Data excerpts
%%

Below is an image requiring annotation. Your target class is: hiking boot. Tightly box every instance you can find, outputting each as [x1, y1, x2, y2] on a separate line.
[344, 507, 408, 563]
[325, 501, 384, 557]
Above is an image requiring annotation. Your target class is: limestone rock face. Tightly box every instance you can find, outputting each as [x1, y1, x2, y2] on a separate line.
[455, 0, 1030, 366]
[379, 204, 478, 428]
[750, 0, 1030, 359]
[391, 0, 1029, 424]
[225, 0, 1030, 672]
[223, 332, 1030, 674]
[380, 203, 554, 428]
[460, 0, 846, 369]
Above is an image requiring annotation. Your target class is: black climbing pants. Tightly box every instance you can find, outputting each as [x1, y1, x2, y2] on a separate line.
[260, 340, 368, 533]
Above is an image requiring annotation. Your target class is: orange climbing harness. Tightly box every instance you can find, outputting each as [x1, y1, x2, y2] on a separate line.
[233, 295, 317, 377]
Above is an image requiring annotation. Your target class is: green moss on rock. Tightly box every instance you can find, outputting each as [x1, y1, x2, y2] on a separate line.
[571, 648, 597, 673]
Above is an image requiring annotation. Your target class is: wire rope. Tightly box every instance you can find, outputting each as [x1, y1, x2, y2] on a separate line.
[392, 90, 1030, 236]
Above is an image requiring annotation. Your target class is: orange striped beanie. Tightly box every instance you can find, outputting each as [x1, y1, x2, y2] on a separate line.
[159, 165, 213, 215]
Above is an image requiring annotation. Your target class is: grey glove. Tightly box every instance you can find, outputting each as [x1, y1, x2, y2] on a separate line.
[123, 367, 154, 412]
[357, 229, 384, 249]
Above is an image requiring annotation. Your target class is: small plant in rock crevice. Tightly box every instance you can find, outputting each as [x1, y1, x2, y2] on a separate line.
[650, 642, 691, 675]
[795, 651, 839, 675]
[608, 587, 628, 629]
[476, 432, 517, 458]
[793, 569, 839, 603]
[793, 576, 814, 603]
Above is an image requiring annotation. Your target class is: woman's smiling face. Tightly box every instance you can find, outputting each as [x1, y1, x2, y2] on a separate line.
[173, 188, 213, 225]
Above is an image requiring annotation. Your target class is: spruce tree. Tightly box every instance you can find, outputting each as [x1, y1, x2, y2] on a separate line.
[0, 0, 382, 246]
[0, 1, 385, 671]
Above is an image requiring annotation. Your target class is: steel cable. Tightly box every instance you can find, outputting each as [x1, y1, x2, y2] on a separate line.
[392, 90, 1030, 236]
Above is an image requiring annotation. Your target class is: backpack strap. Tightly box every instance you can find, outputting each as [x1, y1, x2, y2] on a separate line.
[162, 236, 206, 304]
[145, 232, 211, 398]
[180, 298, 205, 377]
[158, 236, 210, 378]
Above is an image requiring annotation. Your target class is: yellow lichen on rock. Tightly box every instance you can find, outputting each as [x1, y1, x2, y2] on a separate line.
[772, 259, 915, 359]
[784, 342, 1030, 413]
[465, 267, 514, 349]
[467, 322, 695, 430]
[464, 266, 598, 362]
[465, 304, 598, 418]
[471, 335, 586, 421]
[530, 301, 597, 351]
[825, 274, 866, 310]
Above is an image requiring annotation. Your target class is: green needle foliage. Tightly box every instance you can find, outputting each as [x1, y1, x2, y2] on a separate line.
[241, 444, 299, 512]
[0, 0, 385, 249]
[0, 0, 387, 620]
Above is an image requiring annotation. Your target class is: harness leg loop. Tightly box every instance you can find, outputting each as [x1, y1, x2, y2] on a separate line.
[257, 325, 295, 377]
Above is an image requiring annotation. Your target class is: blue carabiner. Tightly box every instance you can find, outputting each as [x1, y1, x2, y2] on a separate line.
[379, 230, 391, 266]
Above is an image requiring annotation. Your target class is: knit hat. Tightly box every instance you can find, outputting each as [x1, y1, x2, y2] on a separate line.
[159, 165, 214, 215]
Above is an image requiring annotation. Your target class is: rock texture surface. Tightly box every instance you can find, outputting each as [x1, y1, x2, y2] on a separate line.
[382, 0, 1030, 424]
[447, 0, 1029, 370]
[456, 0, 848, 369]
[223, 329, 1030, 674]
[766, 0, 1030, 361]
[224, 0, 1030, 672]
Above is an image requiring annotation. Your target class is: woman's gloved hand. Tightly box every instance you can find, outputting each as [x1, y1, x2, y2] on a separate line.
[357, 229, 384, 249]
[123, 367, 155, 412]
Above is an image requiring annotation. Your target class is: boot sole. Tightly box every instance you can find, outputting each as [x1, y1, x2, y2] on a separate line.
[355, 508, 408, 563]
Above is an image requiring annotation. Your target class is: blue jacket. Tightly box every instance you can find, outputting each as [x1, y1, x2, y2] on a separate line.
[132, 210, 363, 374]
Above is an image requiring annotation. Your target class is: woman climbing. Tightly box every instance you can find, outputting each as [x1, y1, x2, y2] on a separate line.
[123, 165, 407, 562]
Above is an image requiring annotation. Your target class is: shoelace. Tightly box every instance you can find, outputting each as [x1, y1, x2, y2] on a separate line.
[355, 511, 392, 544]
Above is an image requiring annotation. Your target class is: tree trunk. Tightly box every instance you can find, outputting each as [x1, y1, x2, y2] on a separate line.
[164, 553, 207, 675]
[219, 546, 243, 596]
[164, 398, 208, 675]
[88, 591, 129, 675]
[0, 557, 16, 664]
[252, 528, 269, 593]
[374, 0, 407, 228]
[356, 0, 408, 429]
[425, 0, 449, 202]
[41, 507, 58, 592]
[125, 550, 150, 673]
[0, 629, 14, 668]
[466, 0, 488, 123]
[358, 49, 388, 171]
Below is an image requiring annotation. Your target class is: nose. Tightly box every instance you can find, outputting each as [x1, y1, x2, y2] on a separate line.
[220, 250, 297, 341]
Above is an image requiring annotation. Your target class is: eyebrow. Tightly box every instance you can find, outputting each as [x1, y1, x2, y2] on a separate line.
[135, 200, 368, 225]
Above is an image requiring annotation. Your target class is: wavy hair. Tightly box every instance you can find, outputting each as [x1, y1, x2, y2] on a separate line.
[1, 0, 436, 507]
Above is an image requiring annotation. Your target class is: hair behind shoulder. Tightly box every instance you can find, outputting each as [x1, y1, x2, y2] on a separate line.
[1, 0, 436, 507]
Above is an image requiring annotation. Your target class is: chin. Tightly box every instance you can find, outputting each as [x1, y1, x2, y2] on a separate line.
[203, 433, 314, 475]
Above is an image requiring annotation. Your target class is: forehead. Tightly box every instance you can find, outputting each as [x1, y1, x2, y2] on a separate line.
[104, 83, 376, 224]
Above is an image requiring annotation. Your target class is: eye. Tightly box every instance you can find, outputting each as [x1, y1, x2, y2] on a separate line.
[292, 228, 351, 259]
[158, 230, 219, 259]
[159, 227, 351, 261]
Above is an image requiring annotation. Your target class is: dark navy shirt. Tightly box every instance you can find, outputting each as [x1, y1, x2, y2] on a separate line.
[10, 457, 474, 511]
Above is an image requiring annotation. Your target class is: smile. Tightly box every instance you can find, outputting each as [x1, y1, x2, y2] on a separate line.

%%

### Prompt
With no alteration of any kind, give the data again in full.

### Exercise solution
Below is an image requiring annotation. Your target class is: hiking boot. Tightly box every instance you can find, outputting each as [x1, y1, x2, y2] on a separate line.
[344, 507, 408, 563]
[325, 501, 384, 557]
Above is an image requiring annotation. Your target class is: limestone rock face. Tightly box every instance you can find, outputting each as [x1, y1, x2, y2] on a separate line.
[455, 0, 1030, 366]
[379, 204, 478, 428]
[750, 0, 1030, 359]
[391, 0, 1029, 424]
[225, 0, 1030, 672]
[223, 332, 1030, 674]
[380, 203, 554, 428]
[460, 0, 846, 369]
Above is an image requiring annotation. Your target class is: black climbing pants. Tightly box every instance you can find, outputting each as [x1, y1, x2, y2] on a separate line.
[260, 340, 368, 533]
Above is an image requiring annotation. Your target class is: orange climbing harness. Tightly box every instance you can find, outputting each as [x1, y1, x2, y2] on a separate line.
[233, 295, 317, 377]
Above is an image requiring annotation. Your target class is: green moss on rock. Tightly box every instance you can find, outputting each as [x1, y1, x2, y2] on a separate line.
[571, 648, 597, 673]
Above is an image requiring annotation. Your target class is: wire rope. Tightly box every instance you can find, outputting each as [x1, y1, x2, y2] on a separate line.
[392, 90, 1030, 236]
Above is an image requiring annotation. Your target class is: orange striped beanie. Tightly box every instance you can find, outputting each as [x1, y1, x2, y2] on a separate line.
[159, 165, 213, 215]
Above is an image requiring annotation. Your target class is: grey glove. Tightly box every instance you can find, outputting each as [x1, y1, x2, y2] on a separate line.
[123, 367, 154, 412]
[357, 229, 384, 249]
Above is an image requiring annotation. Your target class is: small plant in rock crevice. Tightly box every instance you can find, outputting each as [x1, y1, x2, y2] on a separate line.
[650, 642, 691, 675]
[795, 651, 839, 675]
[608, 587, 628, 629]
[476, 432, 517, 458]
[793, 569, 839, 603]
[793, 576, 814, 603]
Above is an image requiring annotation. Your target class is: woman's smiling face. Tightly box every instance you can find, outputting each as [x1, y1, x2, y2] on a separate line.
[173, 188, 213, 225]
Above is an image requiring annotation. Your target class is: spruce tree. Tightly box every instance you can find, outputting each as [x1, y1, x2, y2] on a separate line.
[0, 0, 382, 246]
[0, 1, 385, 671]
Above is an image requiring annotation. Your target class is: steel cable. Tightly box every instance you can find, outputting each as [x1, y1, x2, y2] on a separate line.
[392, 90, 1030, 236]
Above is an image requiring annotation. Your target class is: backpack strap. Tightly box every instance you can find, outputting each as [x1, y1, x2, y2] on a separate line.
[162, 236, 206, 304]
[145, 232, 211, 398]
[180, 298, 205, 377]
[158, 236, 210, 378]
Above is an image requiring annotation. Your target class is: yellow lichen on rock. Tightly box every instance you can find, outputting each as [x1, y1, x2, y2] on a separate line.
[772, 259, 915, 359]
[784, 342, 1030, 413]
[465, 267, 514, 349]
[467, 322, 695, 430]
[464, 266, 598, 362]
[465, 304, 598, 418]
[471, 335, 586, 421]
[530, 301, 597, 351]
[825, 274, 866, 310]
Above is an image requiring annotation. Your target class is: green needle foliage. Tightly box every instance you can find, outputting each as [x1, y1, x2, y2] on a separate line.
[241, 444, 299, 512]
[0, 0, 385, 249]
[0, 0, 387, 620]
Above is an image requiring annotation. Your target class is: harness leg loop. Tightly box every instance you can find, outputting each as [x1, y1, x2, y2] on a separate line.
[257, 325, 295, 377]
Above is an image requiring annotation. Your target class is: blue carabiner. Tightly box every instance you can find, outputting each as [x1, y1, x2, y2] on a separate line.
[379, 230, 391, 266]
Above is an image requiring annotation. Your target class is: knit hat. Tightly box every instance you can find, outputting each as [x1, y1, x2, y2] on a separate line.
[159, 165, 214, 215]
Above is an image requiring annotation. Your target class is: rock texture surface. Tightly box every instance you can find, outputting each as [x1, y1, x2, y2] on a separate line.
[382, 0, 1030, 424]
[447, 0, 1029, 370]
[456, 0, 848, 369]
[223, 329, 1030, 674]
[766, 0, 1030, 361]
[224, 0, 1030, 672]
Above is an image requiring annotation. Your target class is: woman's gloved hand. Tightly box every instance you can find, outputting each as [x1, y1, x2, y2] on a separate line.
[357, 229, 384, 249]
[123, 367, 155, 412]
Above is an image requiring annotation. Your target class is: boot sole. Tightly box every instance you can find, outputting each as [x1, y1, x2, y2] on a separate line.
[355, 508, 408, 563]
Above is an image requiring annotation. Your target class is: blue jacket. Tightly box every instance you can find, outputting each as [x1, y1, x2, y2] on a separate line.
[132, 210, 363, 374]
Above is an image requiring annotation. Your target class is: woman climbing. Tightly box every instance you can find, outputting each as [x1, y1, x2, y2] on a separate line.
[123, 165, 407, 562]
Above is an image requiring annotation. Your target class is: shoelace. Tightly box every instance you can find, outputting each as [x1, y1, x2, y2] on a separate line.
[355, 511, 392, 544]
Above is an image requiring annotation. Your target class is: tree trunk. Tightly box every instance you can find, outputting each as [x1, y1, x2, y2] on a separate line.
[164, 553, 207, 675]
[219, 546, 243, 596]
[164, 398, 208, 675]
[88, 591, 129, 675]
[0, 557, 16, 664]
[252, 528, 269, 593]
[374, 0, 407, 228]
[356, 0, 408, 429]
[425, 0, 449, 202]
[41, 507, 58, 592]
[125, 550, 150, 673]
[0, 629, 14, 668]
[466, 0, 488, 123]
[358, 49, 388, 171]
Below is an image requiring annotation. Your target class is: nose. Tightly box every instance you can find, outputting each as [x1, y1, x2, y2] on a separate line.
[220, 250, 297, 341]
Above is an image requiring annotation. Your target class is: eyebrow. Tightly box every instance you can find, outputting each as [x1, y1, x2, y2] on a separate line.
[135, 200, 368, 225]
Above is an image requiring annotation. Your target class is: wavy hair. Tightly box every instance you can find, outputting each as [x1, y1, x2, y2] on a separate line.
[1, 0, 436, 507]
Above is an image requiring annotation. Your target class is: hair behind shoulder. Tightly box every instance you can find, outputting each as [x1, y1, x2, y2] on a separate line.
[1, 0, 436, 507]
Above is an image requiring annotation. Your target class is: chin. Tightly box every instance you can find, outputting each as [x1, y1, x2, y2] on a separate line.
[203, 433, 314, 475]
Above is an image requiring annotation. Your target class is: forehead. Tightly box every instance you can find, outputting each as [x1, y1, x2, y2] on a separate line.
[104, 83, 376, 224]
Above is an image requiring annotation. Your target class is: eye. Tightly box every instance you can find, outputting each as [x1, y1, x2, y2] on a separate line.
[292, 228, 351, 259]
[158, 230, 219, 259]
[159, 227, 351, 261]
Above is an image requiring annotation. Your target class is: dark navy shirt. Tightly box every instance you can find, outputting each as [x1, y1, x2, y2] on a separate line.
[10, 457, 474, 511]
Above is an image requiring annotation. Your target class is: smile. Tightly box every instance you can find, outputting each as [x1, y1, x2, y2] on a separate line.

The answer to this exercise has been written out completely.